──────── TEKSTFRAGMENT

• No results found

DE RISICOANALYSE, DE EVALUATIE VAN DE BEHOEFTES EN DE BASISSTUDIE

6.2.1 INLEIDING

Hou er rekening mee dat automatische systemen conform de geldende normen de “standaard” zijn en dat hiervan alleen afgeweken wordt op basis van een goed onderbouwde risicoanalyse. (zie ook 1 Uitgangspunt)

De risicoanalyse en de evaluatie van de behoeftes waarvan de resultaten in de basisstudie verwerkt worden, bestaat uit 2 stappen:

1. Bepalen of er al dan niet nood is aan bepaalde systemen. Met andere woorden op basis van de brandrisicoanalyse (zie 6.2.2) wordt geëvalueerd welk systeem kan helpen om het brandrisico tot beneden een aanvaardbaar niveau te reduceren.

2. Bepalen hoe de in stap 1 gekozen systemen er precies moeten uitzien. Met andere woorden op van de toepasselijke normen per systeem de geschikte opties kiezen. Enkele voorbeelden: bij een branddetectiesysteem kies je het bewakingsniveau, bij een spraakalarmsysteem kies je voor gecodeerde of publieke boodschappen, enz.

────────────────

• GEGEVEN OPDRACHT 1: Wijzig de regels van de lijst vanaf het begin tot en met de regel met "POLYGON ((76 225, 78" door "top-left corner" te vervangen door "upper-left corner", en geef alleen die regels weer met al het overige ongewijzigd.
De tekst en de lijst zijn los van elkaar staand materiaal.

──────── GEGEVENS VOOR OEFENING

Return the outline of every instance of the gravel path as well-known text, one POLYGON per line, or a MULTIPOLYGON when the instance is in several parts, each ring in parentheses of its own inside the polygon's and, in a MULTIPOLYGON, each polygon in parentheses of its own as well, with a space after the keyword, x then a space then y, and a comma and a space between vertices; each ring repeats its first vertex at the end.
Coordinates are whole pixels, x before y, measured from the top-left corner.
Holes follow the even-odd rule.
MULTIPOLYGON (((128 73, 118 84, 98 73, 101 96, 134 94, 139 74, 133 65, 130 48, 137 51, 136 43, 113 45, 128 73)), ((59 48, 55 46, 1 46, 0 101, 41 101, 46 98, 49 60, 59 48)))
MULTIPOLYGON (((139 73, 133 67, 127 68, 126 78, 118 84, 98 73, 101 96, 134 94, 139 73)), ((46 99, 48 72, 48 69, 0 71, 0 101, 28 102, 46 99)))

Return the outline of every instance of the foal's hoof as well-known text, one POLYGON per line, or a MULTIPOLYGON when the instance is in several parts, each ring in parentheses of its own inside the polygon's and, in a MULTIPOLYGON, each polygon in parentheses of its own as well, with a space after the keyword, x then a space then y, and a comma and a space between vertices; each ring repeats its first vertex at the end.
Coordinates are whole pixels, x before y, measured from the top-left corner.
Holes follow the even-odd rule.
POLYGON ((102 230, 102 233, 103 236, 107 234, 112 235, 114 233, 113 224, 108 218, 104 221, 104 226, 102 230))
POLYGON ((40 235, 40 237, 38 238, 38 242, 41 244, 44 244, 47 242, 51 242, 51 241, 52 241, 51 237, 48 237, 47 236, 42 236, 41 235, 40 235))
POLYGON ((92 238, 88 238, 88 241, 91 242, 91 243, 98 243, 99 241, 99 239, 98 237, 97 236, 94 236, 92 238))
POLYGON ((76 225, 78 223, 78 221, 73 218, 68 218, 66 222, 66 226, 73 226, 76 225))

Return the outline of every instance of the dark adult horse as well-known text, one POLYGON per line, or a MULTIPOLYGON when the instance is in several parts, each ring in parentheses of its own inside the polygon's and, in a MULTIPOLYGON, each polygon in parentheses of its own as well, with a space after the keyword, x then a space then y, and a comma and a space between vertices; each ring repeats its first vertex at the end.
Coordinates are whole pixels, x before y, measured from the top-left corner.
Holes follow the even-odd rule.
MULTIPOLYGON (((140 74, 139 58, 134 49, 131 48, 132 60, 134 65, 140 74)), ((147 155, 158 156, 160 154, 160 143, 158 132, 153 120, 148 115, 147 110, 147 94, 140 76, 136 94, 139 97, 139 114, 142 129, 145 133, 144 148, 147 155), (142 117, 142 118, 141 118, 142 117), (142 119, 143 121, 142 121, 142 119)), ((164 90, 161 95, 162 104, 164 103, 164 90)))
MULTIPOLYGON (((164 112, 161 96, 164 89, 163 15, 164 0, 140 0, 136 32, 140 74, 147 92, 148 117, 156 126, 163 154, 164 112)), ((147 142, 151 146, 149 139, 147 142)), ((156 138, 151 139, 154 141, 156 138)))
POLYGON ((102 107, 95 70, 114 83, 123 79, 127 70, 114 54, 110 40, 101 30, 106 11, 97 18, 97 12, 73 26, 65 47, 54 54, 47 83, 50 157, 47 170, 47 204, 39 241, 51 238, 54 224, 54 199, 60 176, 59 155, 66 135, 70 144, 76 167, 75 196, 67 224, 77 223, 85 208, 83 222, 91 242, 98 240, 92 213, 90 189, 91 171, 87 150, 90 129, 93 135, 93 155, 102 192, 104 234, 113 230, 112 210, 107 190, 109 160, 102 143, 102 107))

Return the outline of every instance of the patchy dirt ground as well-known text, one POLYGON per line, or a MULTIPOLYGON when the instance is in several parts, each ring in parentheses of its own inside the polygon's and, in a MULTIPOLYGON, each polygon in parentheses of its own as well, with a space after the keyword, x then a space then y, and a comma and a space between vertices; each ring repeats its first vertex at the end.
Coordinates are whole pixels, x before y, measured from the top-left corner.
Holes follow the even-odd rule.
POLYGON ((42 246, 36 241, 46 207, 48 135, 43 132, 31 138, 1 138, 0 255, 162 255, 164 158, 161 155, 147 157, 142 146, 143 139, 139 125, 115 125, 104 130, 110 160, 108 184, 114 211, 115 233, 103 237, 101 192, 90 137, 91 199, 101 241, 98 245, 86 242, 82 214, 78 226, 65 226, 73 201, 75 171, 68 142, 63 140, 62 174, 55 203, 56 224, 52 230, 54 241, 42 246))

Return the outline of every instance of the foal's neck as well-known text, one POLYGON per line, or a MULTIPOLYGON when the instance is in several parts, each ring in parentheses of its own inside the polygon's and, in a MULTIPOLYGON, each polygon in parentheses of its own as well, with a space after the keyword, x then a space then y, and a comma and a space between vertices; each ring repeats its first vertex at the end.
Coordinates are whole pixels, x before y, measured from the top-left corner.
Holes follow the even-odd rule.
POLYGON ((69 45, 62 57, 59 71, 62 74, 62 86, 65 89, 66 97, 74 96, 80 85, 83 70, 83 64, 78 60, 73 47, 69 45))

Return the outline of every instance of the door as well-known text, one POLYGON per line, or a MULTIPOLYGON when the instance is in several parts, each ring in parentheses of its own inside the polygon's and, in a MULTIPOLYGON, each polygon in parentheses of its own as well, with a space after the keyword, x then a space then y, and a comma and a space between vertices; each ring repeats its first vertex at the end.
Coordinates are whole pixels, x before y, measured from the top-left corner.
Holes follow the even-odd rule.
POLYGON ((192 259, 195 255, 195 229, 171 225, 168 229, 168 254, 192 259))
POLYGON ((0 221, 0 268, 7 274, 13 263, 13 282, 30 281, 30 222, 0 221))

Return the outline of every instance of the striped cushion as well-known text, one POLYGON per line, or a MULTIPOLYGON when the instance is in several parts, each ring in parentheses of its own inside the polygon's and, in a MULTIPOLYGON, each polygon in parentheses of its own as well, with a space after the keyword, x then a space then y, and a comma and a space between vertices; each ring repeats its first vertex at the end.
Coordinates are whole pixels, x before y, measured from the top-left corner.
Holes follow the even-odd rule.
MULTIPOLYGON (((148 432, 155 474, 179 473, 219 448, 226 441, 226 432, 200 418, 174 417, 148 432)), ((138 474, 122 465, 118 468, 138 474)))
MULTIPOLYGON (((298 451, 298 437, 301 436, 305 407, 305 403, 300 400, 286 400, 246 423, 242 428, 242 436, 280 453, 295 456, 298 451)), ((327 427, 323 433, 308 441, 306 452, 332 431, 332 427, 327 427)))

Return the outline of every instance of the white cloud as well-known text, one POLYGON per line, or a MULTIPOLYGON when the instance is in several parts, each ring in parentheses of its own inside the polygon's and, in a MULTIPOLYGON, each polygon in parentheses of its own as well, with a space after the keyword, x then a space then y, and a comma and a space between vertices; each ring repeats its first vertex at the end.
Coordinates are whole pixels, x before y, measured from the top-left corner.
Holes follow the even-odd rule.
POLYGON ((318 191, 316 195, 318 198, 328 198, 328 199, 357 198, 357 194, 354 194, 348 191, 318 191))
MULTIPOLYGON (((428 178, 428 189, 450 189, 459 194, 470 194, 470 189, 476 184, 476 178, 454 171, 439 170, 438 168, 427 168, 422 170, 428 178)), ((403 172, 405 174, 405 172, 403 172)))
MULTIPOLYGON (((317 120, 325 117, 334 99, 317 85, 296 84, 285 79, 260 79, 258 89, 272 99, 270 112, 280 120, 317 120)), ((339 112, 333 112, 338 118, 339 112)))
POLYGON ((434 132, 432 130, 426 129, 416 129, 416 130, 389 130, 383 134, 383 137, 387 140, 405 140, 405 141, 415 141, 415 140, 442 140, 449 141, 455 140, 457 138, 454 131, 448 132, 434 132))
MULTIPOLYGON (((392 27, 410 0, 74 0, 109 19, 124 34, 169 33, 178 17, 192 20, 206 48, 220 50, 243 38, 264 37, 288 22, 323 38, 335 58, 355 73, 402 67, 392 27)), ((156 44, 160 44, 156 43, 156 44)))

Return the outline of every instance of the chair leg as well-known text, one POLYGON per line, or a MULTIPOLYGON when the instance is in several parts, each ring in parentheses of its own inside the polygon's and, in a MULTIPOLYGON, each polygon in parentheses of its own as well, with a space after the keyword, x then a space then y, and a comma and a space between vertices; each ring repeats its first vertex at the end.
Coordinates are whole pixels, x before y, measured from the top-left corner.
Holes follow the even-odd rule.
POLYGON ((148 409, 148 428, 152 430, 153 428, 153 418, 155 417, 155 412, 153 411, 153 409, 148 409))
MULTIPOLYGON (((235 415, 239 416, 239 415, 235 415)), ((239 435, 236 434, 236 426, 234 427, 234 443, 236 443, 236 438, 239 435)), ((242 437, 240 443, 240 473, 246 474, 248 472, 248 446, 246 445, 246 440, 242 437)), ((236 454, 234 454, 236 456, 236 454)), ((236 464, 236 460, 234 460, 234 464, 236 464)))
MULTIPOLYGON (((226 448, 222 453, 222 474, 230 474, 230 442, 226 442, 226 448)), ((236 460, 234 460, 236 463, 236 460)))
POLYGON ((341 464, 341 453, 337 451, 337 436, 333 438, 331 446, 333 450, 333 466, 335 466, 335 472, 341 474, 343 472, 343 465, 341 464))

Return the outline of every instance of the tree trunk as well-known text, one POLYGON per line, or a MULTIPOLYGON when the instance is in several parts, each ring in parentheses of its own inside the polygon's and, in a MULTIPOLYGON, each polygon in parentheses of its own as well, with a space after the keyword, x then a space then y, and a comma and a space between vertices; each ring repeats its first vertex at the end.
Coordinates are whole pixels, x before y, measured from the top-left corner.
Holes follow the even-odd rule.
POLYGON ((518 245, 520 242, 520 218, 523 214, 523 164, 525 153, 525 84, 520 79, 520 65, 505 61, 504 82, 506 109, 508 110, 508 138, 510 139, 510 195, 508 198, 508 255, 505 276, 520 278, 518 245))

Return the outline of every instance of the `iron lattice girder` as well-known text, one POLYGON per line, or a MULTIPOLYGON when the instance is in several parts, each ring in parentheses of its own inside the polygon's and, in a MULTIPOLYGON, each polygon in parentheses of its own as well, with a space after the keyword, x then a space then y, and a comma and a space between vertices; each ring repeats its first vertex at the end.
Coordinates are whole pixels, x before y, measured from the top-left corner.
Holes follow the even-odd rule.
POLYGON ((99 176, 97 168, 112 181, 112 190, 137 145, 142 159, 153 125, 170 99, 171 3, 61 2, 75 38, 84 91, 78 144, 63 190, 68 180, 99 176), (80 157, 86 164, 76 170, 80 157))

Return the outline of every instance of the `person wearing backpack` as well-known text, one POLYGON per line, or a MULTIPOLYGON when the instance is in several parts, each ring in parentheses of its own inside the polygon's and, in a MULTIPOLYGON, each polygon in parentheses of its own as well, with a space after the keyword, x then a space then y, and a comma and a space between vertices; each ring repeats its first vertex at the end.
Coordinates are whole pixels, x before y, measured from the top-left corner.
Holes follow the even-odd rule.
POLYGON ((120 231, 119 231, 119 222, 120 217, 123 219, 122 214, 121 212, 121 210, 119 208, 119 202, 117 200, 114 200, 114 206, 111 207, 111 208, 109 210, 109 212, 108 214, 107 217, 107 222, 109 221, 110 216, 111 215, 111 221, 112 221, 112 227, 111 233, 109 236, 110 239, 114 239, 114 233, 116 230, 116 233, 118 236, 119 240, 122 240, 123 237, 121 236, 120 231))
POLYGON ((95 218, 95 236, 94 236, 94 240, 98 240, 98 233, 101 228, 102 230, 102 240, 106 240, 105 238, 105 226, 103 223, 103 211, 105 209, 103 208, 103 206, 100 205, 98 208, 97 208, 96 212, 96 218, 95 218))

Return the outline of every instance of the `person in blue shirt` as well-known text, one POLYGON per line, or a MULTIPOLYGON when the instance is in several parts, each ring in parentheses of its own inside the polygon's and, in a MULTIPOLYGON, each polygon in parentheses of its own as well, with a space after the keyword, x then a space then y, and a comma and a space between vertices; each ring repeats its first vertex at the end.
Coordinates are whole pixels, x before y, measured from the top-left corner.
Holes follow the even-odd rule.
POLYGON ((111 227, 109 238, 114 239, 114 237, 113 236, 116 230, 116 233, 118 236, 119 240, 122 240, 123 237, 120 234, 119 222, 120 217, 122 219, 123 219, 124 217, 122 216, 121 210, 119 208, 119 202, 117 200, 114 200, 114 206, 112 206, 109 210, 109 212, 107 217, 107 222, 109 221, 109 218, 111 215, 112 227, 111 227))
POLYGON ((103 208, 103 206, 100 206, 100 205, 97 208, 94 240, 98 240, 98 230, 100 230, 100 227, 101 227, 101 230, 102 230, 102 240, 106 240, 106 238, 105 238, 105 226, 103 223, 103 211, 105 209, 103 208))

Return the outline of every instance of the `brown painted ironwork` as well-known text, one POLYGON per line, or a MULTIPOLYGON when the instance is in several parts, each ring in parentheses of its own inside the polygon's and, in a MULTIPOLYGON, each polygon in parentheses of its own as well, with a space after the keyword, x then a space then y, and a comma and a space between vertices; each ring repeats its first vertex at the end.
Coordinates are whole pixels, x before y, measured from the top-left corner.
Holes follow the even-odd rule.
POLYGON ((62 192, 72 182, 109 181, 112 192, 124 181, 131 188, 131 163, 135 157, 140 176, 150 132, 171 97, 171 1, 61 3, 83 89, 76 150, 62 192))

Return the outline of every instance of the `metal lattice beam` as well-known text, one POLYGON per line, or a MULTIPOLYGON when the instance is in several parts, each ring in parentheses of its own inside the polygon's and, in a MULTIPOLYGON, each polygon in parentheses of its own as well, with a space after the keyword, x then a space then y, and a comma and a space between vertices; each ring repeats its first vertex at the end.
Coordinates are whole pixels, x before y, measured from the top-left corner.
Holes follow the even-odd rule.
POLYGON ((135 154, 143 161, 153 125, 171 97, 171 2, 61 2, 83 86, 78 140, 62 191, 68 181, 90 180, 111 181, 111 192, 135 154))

────────────────

• GEGEVEN OPDRACHT 2: Uit hoeveel stappen bestaan de risicoanalyse en de evaluatie van de behoeftes volgens het tekstfragment?

• JUIST ANTWOORD 1:
Return the outline of every instance of the gravel path as well-known text, one POLYGON per line, or a MULTIPOLYGON when the instance is in several parts, each ring in parentheses of its own inside the polygon's and, in a MULTIPOLYGON, each polygon in parentheses of its own as well, with a space after the keyword, x then a space then y, and a comma and a space between vertices; each ring repeats its first vertex at the end.
Coordinates are whole pixels, x before y, measured from the upper-left corner.
Holes follow the even-odd rule.
MULTIPOLYGON (((128 73, 118 84, 98 73, 101 96, 134 94, 139 74, 133 65, 130 48, 137 51, 136 43, 113 45, 128 73)), ((59 48, 55 46, 1 46, 0 101, 41 101, 46 98, 49 60, 59 48)))
MULTIPOLYGON (((139 73, 133 67, 127 68, 126 78, 118 84, 98 73, 101 96, 134 94, 139 73)), ((46 99, 48 72, 48 69, 0 71, 0 101, 28 102, 46 99)))

Return the outline of every instance of the foal's hoof as well-known text, one POLYGON per line, or a MULTIPOLYGON when the instance is in several parts, each ring in parentheses of its own inside the polygon's and, in a MULTIPOLYGON, each polygon in parentheses of its own as well, with a space after the keyword, x then a space then y, and a comma and a space between vertices; each ring repeats its first vertex at the end.
Coordinates are whole pixels, x before y, measured from the upper-left corner.
Holes follow the even-odd rule.
POLYGON ((102 230, 102 233, 103 236, 107 234, 112 235, 114 233, 113 224, 108 218, 104 221, 104 226, 102 230))
POLYGON ((40 235, 40 237, 38 238, 38 242, 41 244, 44 244, 47 242, 51 242, 51 241, 52 241, 51 237, 48 237, 47 236, 42 236, 41 235, 40 235))
POLYGON ((92 238, 88 238, 88 241, 91 242, 91 243, 98 243, 99 241, 99 239, 98 237, 97 236, 94 236, 92 238))
POLYGON ((76 225, 78 223, 78 221, 73 218, 68 218, 66 222, 66 226, 73 226, 76 225))

• JUIST ANTWOORD 2: Uit 2 stappen.